EXTRACT
=== Begin Enclosure ===
Russia’s Foreign Ministry has issued a diplomatic protest note to the U.S. State Department for its closure of several Russian foreign policy consulates and missions that have marked increasing tensions between the two nations in the past several years.
The United States has shuttered Russian consulates, seized diplomatic compounds and expelled dozens of Russian diplomats in response to allegations against Russia of interference in the 2016 U.S. presidential election and involvement in the Novichok nerve agent attack in Britain.
Russia’s Foreign Ministry issued the protest note in response to what it said was the “continuing breach of international law by the United States with regard to the diplomatic missions and consular posts of the Russian Federation,” according to an online statement published Friday.
=== End Enclosure ===
ASSIGNMENT A
Decide whether each statement agrees with the report on Russia's protest note, and back each yes or no with the deciding words from the report, quoted exactly. (i) The protest note went to the U.S. State Department. (ii) The United States expelled dozens of Russian diplomats. (iii) The online statement was published on a Monday.
ASSIGNMENT B
According to the report on Russia's protest note, which attack in Britain is Russia alleged to have been involved in?
ASSIGNMENT C
Pick up the report on Russia's protest note after its final sentence and keep writing it.

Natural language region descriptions
=== Begin Enclosure ===
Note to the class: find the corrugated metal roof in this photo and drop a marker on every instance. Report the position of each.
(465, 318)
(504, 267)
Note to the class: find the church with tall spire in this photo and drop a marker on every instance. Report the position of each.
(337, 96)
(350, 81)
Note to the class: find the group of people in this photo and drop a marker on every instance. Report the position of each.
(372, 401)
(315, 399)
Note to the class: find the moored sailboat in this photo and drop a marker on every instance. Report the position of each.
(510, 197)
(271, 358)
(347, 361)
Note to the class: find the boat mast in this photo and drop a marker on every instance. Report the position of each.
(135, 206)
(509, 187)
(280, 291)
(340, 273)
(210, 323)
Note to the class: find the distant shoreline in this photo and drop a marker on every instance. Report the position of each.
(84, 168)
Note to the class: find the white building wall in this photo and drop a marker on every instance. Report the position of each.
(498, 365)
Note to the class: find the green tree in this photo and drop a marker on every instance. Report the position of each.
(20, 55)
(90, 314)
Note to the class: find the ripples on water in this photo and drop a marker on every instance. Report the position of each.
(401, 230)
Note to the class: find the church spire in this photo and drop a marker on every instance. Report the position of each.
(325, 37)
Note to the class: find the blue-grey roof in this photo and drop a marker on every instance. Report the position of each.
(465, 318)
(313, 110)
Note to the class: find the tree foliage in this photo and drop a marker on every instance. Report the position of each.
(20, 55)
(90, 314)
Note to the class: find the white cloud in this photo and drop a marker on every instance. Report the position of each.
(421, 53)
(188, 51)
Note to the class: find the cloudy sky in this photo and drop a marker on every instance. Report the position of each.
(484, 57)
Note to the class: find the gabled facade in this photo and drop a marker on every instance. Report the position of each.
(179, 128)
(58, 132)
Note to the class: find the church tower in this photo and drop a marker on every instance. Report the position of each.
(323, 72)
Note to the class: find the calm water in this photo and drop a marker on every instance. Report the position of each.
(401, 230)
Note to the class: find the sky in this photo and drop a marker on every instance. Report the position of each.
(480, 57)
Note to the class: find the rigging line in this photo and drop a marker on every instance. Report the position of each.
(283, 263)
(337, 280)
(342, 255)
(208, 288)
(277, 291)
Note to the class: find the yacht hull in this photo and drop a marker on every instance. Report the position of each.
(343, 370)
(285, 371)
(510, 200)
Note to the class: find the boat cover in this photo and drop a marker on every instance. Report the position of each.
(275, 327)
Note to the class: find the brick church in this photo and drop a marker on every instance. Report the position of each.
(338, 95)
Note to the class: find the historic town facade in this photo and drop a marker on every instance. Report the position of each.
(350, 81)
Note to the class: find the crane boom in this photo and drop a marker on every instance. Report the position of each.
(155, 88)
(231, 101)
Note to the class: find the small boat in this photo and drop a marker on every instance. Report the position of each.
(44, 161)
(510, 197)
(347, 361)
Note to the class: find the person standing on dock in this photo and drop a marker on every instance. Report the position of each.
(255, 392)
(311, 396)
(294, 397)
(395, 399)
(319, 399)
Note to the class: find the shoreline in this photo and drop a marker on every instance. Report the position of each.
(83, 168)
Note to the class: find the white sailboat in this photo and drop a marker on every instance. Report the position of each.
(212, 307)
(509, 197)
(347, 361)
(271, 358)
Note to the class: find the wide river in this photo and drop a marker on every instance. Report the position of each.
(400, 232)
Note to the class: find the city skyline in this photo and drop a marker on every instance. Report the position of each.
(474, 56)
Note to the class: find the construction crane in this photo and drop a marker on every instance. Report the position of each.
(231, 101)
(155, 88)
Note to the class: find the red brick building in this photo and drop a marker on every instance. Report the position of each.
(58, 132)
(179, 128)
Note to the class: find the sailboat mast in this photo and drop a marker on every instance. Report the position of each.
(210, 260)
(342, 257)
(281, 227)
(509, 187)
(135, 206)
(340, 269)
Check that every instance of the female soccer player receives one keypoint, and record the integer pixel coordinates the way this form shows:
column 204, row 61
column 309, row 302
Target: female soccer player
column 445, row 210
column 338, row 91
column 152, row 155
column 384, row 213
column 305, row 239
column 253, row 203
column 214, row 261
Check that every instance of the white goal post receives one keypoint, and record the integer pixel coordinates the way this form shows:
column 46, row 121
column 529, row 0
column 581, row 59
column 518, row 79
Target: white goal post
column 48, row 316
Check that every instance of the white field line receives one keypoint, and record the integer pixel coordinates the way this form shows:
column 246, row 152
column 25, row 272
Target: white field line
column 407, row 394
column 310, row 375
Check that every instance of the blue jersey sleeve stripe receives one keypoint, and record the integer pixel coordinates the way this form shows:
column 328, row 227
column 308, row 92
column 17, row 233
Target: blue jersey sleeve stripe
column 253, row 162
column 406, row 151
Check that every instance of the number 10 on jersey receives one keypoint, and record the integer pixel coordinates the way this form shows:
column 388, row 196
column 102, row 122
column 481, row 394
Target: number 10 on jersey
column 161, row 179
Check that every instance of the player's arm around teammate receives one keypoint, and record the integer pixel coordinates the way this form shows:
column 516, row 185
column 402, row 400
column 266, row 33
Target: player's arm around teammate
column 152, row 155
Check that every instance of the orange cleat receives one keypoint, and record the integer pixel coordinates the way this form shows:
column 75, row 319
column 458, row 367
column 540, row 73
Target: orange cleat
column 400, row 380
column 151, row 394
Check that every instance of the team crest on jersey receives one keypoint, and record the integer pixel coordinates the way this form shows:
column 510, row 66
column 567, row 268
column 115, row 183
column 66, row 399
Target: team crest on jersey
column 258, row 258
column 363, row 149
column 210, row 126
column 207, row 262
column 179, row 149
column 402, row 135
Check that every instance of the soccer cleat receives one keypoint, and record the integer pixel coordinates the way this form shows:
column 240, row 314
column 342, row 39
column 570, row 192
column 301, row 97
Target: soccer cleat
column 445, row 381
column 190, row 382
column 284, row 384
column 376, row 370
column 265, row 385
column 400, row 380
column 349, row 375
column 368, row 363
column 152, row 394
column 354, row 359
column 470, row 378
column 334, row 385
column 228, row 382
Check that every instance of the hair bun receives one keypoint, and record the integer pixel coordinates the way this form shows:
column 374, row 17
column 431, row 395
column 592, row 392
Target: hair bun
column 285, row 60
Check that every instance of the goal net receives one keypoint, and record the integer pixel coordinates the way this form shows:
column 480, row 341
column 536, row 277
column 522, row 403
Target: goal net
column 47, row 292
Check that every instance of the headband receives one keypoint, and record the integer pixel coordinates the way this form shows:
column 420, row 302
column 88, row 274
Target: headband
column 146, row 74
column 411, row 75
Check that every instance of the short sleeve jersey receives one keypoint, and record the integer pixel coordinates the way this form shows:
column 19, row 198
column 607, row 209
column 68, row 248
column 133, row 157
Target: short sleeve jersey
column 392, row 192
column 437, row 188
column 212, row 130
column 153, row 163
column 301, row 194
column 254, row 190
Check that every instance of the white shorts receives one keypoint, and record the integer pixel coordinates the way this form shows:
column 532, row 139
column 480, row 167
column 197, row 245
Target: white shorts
=== End Enclosure ===
WRITTEN RESPONSE A
(i) Yes: "issued a diplomatic protest note to the U.S. State Department"
(ii) Yes: "expelled dozens of Russian diplomats"
(iii) No: "according to an online statement published Friday"

WRITTEN RESPONSE B
The Novichok nerve agent attack.

WRITTEN RESPONSE C
The note, dated Aug. 7, said that America’s actions were incompatible with several international treaties — the UN Charter, the Vienna Convention on Diplomatic Relations and the the Vienna Convention on Consular Relations — and undermined efforts at world peace.
Separately, Moscow said it drew the UN’s attention to the dispute, which it argued “goes far beyond Russian-U.S. bilateral relations and affects the interests of the entire international community.”
The note requested that the State Department clarify the current status of the closed consulates, detail measures taken to safeguard the property and list all individuals who entered the missions without the consent of the Russian government.